## [Task item]
Pick out each line below containing "indicate".

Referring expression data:

——————

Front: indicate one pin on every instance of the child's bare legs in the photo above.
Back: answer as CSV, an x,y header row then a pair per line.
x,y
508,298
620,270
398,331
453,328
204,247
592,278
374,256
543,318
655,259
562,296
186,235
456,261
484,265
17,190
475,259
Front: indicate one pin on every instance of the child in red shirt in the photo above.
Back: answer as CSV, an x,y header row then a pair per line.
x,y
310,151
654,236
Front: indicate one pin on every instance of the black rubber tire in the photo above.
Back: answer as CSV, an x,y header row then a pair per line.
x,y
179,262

——————

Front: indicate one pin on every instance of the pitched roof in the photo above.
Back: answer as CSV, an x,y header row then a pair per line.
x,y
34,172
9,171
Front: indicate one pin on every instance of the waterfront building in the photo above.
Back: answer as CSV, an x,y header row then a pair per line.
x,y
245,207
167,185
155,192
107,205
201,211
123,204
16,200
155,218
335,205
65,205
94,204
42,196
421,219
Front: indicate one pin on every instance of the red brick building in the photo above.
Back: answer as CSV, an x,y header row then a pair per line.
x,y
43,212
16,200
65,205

——————

## [Answer to the problem]
Front: indicate one pin on every instance of the child's bare legs in the photo above.
Front: indicate one pin on every instance of the child in red shirt in the photo above.
Front: indicate one pin on every instance of the black rubber tire in the photo above.
Front: indicate one pin on every instance of the pitched roof in the photo above.
Front: indicate one pin on every instance of the waterfront building in the photo above.
Front: indicate one pin on every instance of the red brick building in the photo above.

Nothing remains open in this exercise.